*** Provided data
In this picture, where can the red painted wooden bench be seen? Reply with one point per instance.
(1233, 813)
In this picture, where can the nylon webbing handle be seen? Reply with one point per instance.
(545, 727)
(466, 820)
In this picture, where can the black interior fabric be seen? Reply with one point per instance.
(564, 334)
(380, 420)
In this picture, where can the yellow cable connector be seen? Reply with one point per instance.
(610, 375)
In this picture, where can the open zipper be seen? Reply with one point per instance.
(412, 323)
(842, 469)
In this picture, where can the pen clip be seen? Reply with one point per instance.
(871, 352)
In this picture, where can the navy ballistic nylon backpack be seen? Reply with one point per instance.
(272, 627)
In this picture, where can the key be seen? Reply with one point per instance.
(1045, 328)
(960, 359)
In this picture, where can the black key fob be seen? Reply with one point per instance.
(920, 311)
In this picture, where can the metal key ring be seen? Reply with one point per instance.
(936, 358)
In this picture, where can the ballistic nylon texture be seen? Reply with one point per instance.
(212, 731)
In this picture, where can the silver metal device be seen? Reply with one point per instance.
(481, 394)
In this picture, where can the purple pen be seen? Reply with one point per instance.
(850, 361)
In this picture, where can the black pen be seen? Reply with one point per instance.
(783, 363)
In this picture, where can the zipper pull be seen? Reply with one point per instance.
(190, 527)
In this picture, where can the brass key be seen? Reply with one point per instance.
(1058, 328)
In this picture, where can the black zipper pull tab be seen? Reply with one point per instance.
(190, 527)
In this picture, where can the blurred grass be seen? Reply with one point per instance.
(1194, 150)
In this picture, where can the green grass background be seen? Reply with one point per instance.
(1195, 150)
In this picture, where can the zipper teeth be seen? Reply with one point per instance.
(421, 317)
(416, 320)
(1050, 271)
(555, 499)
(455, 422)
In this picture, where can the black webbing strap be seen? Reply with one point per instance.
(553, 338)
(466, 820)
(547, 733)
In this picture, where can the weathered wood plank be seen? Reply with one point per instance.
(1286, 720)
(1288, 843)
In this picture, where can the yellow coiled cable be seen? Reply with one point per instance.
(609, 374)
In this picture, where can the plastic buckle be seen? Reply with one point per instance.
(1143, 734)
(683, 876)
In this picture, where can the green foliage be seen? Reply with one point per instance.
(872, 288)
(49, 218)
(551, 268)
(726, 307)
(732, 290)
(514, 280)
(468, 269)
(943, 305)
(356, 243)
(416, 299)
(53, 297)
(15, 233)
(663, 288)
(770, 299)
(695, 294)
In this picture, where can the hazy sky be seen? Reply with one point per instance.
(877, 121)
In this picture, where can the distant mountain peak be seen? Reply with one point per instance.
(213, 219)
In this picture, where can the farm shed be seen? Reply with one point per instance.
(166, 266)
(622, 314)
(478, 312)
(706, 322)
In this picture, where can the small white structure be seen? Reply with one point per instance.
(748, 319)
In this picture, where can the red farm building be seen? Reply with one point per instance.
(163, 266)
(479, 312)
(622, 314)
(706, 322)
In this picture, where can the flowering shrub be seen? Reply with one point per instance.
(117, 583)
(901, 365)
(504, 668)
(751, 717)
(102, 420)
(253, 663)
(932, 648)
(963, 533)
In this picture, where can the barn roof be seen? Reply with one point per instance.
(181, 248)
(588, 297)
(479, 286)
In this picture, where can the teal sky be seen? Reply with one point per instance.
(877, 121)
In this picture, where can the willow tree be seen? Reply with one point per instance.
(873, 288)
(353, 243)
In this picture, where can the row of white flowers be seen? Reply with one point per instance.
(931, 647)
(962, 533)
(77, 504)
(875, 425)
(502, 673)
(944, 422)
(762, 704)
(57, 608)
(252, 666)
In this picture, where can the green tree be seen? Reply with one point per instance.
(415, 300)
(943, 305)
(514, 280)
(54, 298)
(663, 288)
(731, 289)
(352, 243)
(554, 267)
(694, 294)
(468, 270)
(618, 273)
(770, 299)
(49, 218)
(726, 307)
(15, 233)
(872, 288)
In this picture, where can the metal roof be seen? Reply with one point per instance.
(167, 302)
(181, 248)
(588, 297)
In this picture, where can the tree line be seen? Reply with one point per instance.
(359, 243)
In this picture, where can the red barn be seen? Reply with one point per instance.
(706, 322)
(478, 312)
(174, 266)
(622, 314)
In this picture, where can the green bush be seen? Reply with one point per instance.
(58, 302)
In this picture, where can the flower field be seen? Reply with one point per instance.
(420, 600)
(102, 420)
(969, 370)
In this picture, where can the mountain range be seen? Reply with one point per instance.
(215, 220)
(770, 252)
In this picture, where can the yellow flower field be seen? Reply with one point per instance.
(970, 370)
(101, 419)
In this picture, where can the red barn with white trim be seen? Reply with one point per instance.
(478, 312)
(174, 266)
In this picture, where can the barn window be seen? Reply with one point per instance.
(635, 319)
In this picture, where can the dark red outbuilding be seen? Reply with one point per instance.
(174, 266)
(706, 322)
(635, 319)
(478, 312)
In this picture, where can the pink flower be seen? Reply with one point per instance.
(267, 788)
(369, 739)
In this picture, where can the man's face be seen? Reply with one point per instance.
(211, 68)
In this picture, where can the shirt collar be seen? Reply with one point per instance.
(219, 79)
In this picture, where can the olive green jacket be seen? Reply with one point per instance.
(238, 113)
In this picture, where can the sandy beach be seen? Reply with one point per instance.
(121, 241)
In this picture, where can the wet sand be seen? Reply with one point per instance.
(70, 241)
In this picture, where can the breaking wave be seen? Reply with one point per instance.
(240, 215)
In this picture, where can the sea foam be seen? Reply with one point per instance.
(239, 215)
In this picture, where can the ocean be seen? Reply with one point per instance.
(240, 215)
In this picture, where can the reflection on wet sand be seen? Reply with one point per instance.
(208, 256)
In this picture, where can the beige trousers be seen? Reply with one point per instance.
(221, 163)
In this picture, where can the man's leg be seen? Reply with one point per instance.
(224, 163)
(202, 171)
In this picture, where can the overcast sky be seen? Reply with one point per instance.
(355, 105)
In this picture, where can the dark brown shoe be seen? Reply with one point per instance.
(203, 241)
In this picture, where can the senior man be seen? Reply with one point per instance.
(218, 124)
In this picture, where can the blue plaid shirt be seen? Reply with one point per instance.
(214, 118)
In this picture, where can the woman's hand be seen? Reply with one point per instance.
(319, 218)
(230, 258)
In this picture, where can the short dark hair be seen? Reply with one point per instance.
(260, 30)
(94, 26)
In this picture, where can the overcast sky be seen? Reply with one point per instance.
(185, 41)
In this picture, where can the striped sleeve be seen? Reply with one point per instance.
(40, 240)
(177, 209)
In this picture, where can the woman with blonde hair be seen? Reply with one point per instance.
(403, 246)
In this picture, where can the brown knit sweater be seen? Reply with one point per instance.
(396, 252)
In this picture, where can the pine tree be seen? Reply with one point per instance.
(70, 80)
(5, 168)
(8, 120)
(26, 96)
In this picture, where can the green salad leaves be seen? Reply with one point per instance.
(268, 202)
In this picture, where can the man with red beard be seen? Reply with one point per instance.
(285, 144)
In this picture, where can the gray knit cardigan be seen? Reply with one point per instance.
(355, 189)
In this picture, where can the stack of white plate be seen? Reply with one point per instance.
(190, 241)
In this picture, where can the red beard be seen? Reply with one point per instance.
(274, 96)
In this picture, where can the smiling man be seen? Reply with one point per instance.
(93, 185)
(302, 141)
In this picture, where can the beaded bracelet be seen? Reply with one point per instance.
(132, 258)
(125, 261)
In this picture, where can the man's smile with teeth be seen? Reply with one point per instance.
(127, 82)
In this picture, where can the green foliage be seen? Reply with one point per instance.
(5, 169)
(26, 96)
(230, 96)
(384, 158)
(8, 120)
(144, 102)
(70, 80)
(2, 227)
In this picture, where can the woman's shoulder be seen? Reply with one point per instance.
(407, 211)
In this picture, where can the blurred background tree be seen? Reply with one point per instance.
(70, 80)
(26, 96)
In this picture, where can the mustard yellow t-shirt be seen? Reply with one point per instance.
******
» **Exercise prompt**
Only the lines from the one that contains "In this picture, where can the beaded" through the last line should be repeated, each exactly as it stands, with both ends included.

» **The reply**
In this picture, where can the beaded bracelet be seen? Reply with one point per instance.
(132, 258)
(125, 261)
In this picture, where can the man's smile with teeth be seen? Reply with one point per instance.
(127, 82)
In this picture, where can the green foliage be seen? Reply with one point per instance.
(5, 169)
(26, 96)
(230, 96)
(384, 158)
(8, 120)
(144, 102)
(70, 80)
(2, 227)
In this picture, where can the woman's shoulder be seen? Reply with one point per instance.
(407, 211)
In this picture, where can the blurred background tree be seen? Reply with one point per instance.
(70, 80)
(26, 96)
In this picture, where can the mustard yellow t-shirt be seen? Reply with one point per instance.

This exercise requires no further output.